(Photo-based referring expression data)
• • • • • • •

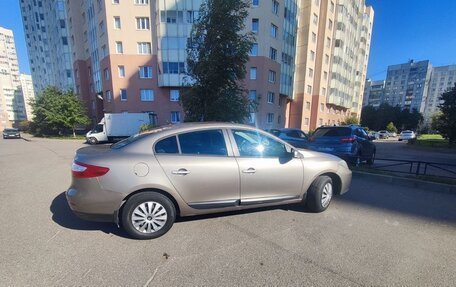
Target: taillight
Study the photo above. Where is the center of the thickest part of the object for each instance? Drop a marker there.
(82, 170)
(347, 140)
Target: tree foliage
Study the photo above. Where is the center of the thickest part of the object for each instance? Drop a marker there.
(379, 118)
(217, 52)
(445, 121)
(55, 110)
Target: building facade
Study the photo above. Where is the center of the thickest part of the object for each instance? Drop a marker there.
(373, 93)
(332, 56)
(28, 93)
(12, 109)
(442, 79)
(407, 85)
(46, 32)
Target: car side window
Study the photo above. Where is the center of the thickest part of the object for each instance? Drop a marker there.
(253, 144)
(209, 142)
(167, 145)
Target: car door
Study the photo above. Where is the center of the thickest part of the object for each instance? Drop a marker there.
(367, 147)
(268, 171)
(201, 168)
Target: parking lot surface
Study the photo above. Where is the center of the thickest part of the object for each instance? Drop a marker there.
(376, 234)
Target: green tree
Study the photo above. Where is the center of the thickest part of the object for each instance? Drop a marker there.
(351, 120)
(391, 127)
(217, 52)
(55, 110)
(445, 122)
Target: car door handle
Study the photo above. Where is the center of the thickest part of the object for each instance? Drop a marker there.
(249, 170)
(181, 171)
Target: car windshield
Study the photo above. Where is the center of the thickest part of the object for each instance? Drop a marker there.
(332, 132)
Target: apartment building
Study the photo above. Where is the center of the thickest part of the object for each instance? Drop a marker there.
(130, 56)
(12, 109)
(46, 32)
(333, 43)
(442, 79)
(373, 93)
(407, 85)
(28, 93)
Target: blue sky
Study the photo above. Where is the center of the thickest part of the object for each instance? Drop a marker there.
(403, 30)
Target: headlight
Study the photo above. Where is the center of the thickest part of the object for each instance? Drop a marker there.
(343, 164)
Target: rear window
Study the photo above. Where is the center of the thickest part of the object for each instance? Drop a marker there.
(332, 132)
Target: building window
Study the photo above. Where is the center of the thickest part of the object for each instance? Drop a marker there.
(144, 48)
(274, 31)
(121, 71)
(119, 47)
(145, 72)
(252, 95)
(106, 73)
(123, 94)
(253, 73)
(254, 50)
(117, 24)
(271, 76)
(255, 25)
(147, 95)
(173, 67)
(174, 95)
(142, 23)
(275, 7)
(270, 97)
(175, 117)
(273, 53)
(108, 96)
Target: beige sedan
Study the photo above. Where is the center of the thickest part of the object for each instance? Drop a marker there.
(146, 181)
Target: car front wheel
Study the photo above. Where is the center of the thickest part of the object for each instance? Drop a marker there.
(148, 215)
(320, 194)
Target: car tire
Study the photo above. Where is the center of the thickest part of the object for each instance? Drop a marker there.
(372, 159)
(148, 215)
(320, 194)
(92, 140)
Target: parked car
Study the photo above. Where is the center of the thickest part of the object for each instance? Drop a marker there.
(407, 135)
(144, 182)
(348, 142)
(295, 137)
(11, 133)
(383, 134)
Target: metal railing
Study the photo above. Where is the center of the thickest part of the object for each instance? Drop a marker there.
(415, 167)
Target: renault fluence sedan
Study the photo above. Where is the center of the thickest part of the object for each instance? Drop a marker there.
(144, 182)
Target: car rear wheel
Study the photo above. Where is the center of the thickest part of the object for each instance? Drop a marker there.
(148, 215)
(320, 194)
(92, 140)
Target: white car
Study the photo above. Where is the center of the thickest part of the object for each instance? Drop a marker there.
(407, 135)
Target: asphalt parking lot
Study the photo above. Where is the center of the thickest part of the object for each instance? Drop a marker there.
(375, 235)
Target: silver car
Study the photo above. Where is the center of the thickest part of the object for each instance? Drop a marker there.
(144, 182)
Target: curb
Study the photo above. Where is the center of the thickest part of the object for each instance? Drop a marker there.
(408, 182)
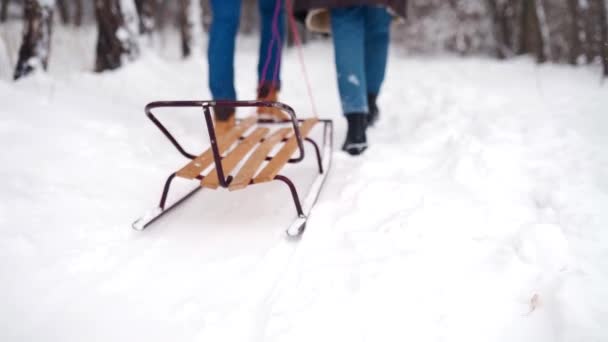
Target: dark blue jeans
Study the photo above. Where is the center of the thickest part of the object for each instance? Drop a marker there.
(361, 38)
(222, 41)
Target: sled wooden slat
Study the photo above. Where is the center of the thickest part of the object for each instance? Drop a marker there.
(211, 181)
(252, 165)
(282, 157)
(196, 166)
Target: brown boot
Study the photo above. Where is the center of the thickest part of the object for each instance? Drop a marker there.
(224, 120)
(271, 94)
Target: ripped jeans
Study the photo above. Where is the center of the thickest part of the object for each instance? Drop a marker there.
(222, 42)
(361, 38)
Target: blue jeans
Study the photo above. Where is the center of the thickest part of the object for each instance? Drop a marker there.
(361, 38)
(222, 41)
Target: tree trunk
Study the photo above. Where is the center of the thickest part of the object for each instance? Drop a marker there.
(604, 35)
(577, 33)
(36, 45)
(544, 32)
(64, 11)
(502, 16)
(146, 10)
(588, 29)
(190, 25)
(116, 41)
(161, 14)
(78, 13)
(4, 10)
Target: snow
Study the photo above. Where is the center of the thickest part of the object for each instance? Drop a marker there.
(477, 214)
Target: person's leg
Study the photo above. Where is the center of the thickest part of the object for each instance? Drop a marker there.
(272, 20)
(347, 26)
(222, 40)
(377, 37)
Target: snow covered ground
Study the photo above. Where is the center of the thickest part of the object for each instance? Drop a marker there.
(478, 214)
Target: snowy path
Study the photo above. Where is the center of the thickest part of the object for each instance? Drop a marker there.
(479, 213)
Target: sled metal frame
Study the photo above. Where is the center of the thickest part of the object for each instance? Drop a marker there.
(303, 209)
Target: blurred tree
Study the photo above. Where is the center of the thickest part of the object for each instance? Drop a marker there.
(117, 33)
(36, 44)
(64, 11)
(78, 11)
(146, 10)
(578, 36)
(502, 12)
(190, 25)
(3, 10)
(604, 35)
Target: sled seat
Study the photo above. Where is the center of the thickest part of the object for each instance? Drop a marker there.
(234, 146)
(254, 151)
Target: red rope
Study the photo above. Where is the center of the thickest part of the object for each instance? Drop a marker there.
(296, 36)
(276, 39)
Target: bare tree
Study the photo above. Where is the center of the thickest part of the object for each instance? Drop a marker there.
(116, 40)
(545, 33)
(604, 35)
(78, 12)
(64, 11)
(146, 10)
(190, 23)
(3, 10)
(577, 33)
(36, 44)
(502, 14)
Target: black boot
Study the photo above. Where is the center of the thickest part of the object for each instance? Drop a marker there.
(374, 112)
(356, 141)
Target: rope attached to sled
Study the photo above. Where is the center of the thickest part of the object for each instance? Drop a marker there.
(276, 39)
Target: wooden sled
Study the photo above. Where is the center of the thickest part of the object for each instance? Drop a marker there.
(242, 156)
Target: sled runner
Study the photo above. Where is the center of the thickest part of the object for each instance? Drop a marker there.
(242, 156)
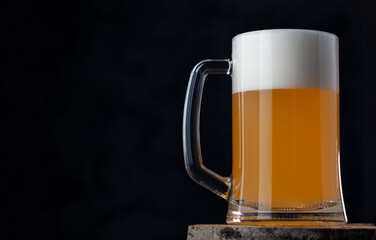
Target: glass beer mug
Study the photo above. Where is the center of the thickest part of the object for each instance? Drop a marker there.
(285, 129)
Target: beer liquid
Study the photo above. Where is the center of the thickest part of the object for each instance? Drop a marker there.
(286, 149)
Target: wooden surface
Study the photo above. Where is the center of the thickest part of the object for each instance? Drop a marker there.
(222, 232)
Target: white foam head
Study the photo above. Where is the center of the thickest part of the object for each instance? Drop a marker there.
(285, 58)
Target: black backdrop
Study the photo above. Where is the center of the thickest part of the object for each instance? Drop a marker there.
(92, 95)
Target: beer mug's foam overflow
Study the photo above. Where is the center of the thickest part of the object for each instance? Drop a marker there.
(285, 120)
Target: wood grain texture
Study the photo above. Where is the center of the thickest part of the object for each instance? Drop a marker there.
(224, 232)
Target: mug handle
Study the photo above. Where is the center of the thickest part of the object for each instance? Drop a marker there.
(191, 127)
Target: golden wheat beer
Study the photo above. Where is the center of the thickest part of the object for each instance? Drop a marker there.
(285, 129)
(285, 148)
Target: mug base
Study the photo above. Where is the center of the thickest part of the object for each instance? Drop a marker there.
(244, 215)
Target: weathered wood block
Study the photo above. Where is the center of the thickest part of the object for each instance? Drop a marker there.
(233, 232)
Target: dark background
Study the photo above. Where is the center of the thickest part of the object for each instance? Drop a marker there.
(92, 96)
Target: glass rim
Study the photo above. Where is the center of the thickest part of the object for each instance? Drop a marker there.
(285, 30)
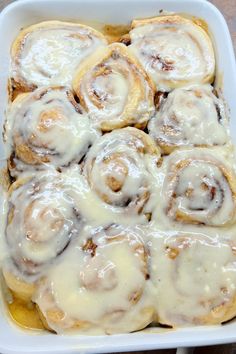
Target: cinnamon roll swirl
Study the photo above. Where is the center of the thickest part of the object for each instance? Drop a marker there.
(105, 278)
(49, 52)
(174, 51)
(114, 89)
(116, 168)
(186, 117)
(200, 188)
(195, 280)
(47, 127)
(42, 220)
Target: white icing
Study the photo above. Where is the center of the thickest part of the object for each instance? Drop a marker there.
(188, 246)
(50, 53)
(173, 54)
(195, 277)
(196, 186)
(50, 125)
(187, 116)
(42, 220)
(114, 89)
(117, 168)
(99, 288)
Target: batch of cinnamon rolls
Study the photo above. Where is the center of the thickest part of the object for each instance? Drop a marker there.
(122, 194)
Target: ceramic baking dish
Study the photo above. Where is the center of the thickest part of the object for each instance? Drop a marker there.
(26, 12)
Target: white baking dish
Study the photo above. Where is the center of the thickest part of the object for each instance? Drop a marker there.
(26, 12)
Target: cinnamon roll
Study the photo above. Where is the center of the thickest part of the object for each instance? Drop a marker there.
(42, 221)
(200, 188)
(47, 127)
(195, 280)
(99, 286)
(49, 52)
(174, 51)
(116, 168)
(114, 89)
(186, 117)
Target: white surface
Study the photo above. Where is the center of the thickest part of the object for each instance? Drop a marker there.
(26, 12)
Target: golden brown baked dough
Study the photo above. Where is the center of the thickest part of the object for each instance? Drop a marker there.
(42, 221)
(194, 277)
(190, 116)
(106, 277)
(117, 171)
(200, 188)
(114, 89)
(48, 127)
(48, 53)
(173, 50)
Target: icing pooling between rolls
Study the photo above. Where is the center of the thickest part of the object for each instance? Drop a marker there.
(138, 219)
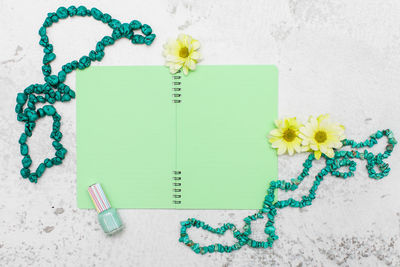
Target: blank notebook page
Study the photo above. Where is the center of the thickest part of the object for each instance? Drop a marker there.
(132, 136)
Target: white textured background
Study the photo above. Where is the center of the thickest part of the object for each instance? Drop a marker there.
(340, 57)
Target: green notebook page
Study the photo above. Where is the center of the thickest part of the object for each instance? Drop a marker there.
(131, 136)
(224, 119)
(124, 135)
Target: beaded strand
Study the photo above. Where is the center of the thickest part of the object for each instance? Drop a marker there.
(271, 205)
(54, 90)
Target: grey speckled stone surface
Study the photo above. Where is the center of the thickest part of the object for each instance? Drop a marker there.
(340, 57)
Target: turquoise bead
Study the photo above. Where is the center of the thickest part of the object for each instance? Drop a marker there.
(24, 149)
(22, 139)
(40, 169)
(49, 110)
(21, 98)
(25, 173)
(26, 161)
(146, 29)
(135, 25)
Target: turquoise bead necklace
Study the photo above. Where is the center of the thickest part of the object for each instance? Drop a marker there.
(54, 90)
(271, 205)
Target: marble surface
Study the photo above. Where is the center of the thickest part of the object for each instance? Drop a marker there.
(339, 57)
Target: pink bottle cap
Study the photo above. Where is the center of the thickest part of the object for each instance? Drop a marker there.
(99, 199)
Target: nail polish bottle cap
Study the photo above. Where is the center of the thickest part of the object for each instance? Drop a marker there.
(99, 199)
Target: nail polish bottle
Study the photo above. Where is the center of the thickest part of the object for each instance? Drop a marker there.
(108, 216)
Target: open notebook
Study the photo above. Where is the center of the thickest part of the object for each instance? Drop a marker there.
(156, 140)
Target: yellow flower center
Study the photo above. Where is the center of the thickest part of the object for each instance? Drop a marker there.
(184, 52)
(289, 135)
(320, 136)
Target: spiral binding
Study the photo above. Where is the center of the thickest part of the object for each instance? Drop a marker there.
(176, 88)
(177, 187)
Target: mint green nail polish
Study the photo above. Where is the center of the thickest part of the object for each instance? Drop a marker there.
(108, 216)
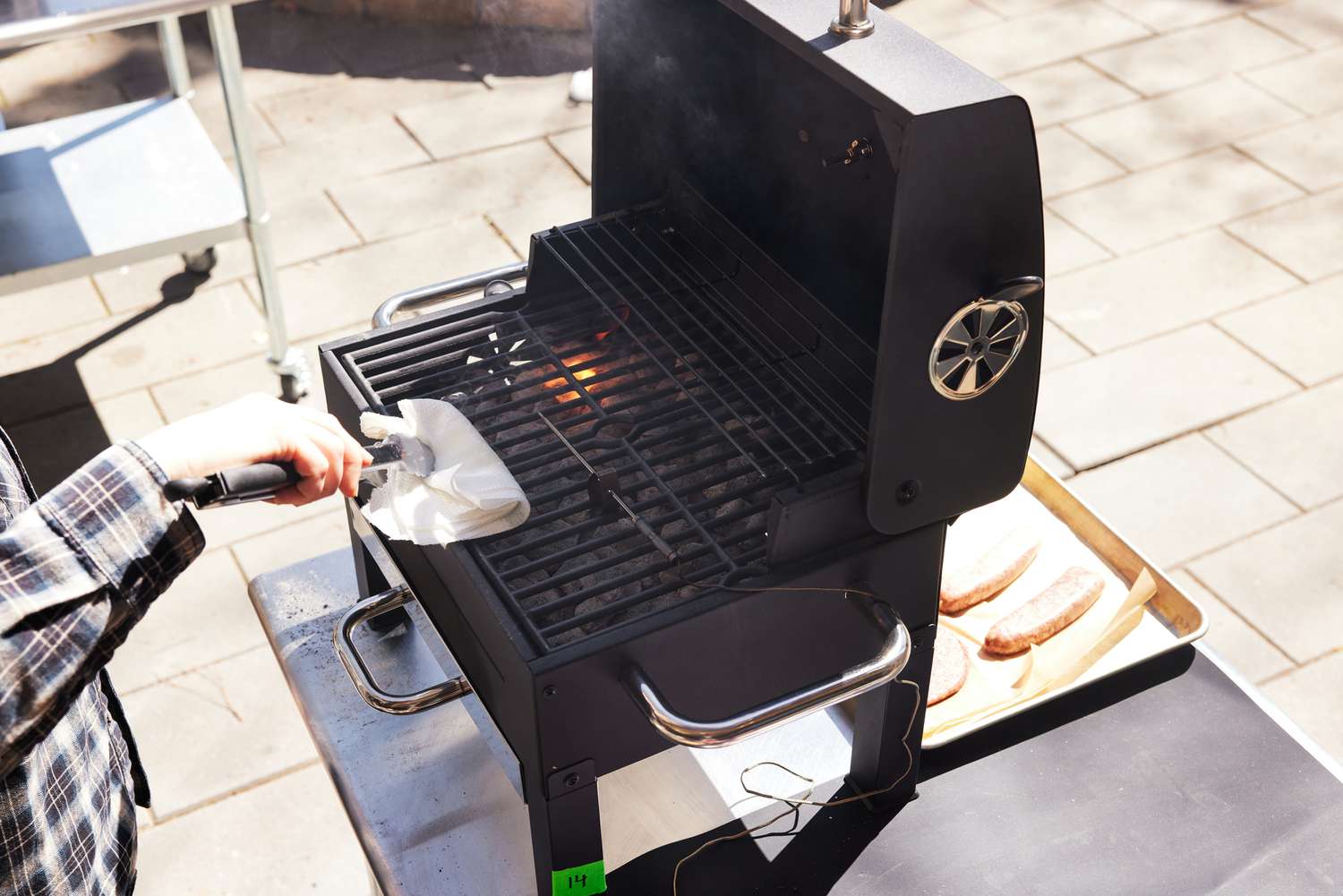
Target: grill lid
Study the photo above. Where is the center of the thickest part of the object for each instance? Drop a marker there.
(690, 376)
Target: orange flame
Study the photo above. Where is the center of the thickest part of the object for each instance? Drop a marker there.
(623, 313)
(580, 373)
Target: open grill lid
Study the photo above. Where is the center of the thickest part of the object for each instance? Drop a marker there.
(654, 346)
(888, 179)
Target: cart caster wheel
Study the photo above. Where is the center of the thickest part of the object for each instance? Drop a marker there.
(201, 262)
(292, 387)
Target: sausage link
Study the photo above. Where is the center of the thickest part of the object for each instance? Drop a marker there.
(991, 573)
(1047, 614)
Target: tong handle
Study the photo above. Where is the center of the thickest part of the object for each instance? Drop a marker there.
(235, 485)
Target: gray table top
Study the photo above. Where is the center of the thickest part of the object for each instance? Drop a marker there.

• • • • • • •

*Work request*: Say again, word for word, the lines beginning at the top of the data and ending with the line that has "Target: tree foliage". Skip the pictures.

*Result for this task*:
Target: taillight
Study the photo above. Where is the center of the thickest part of the object for each instance? Drop a marker there.
(82, 170)
(347, 140)
Target: tree foliage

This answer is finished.